» Task goal: Could you copy the lines below word for word, starting with the first line and stopping after the line that contains "[(1192, 557), (172, 643)]"?

» Task inputs:

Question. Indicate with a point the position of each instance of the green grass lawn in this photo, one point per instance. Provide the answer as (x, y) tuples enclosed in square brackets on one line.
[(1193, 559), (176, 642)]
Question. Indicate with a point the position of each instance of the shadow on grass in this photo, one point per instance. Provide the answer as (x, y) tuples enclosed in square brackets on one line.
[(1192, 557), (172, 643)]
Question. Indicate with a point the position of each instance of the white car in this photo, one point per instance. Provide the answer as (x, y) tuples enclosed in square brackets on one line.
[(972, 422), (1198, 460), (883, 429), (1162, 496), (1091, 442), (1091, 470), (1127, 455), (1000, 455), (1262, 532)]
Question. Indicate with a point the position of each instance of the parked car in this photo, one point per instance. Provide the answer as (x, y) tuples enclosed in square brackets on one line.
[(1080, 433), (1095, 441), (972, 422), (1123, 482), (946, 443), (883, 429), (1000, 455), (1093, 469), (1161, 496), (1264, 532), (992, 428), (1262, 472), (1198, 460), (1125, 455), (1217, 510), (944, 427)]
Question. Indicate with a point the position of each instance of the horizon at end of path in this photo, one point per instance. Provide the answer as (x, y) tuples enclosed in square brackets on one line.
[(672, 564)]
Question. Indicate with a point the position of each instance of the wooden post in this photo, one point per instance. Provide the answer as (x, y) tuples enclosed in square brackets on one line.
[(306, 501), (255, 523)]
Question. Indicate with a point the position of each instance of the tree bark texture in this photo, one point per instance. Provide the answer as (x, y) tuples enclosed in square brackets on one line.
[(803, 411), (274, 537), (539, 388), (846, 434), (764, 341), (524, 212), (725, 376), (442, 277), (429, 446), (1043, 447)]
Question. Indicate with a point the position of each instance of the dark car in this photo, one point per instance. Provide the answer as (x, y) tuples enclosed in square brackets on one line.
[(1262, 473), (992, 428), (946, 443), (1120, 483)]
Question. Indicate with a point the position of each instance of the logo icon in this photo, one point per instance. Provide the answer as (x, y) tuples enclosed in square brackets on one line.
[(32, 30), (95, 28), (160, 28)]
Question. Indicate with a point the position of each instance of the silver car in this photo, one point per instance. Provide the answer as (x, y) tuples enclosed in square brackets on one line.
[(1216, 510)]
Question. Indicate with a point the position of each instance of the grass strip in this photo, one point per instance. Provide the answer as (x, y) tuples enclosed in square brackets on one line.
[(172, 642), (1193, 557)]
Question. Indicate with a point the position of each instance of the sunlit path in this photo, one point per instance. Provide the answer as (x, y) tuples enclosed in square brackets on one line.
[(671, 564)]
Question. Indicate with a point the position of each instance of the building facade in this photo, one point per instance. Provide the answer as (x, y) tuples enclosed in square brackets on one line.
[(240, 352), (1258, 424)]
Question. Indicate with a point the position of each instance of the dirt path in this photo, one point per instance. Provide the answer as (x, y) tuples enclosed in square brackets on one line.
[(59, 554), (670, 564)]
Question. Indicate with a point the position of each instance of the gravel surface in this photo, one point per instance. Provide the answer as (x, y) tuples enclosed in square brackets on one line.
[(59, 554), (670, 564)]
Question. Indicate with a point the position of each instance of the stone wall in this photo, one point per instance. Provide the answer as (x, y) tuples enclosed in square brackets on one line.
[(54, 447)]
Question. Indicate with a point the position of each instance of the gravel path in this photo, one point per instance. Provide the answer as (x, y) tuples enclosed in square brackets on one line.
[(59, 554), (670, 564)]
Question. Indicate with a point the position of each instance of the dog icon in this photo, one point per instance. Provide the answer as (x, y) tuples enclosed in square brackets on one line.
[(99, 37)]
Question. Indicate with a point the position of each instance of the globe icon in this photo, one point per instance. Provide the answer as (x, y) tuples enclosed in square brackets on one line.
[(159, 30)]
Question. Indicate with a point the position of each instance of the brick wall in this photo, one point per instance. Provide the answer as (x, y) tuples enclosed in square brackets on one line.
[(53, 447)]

» Exercise result:
Question. Indicate with a point the position of each instance of the green grass lawn in this photo, one point per instance. Provide the answer as (x, y) tuples enclosed in square brackets on one line.
[(1193, 559), (176, 642)]
Question. Indicate with a point the position of each instance of the shadow on grass in this photo, one point per instance. Provide the answer as (x, y) tuples enclosed in square brackets on one line.
[(1192, 557), (172, 643)]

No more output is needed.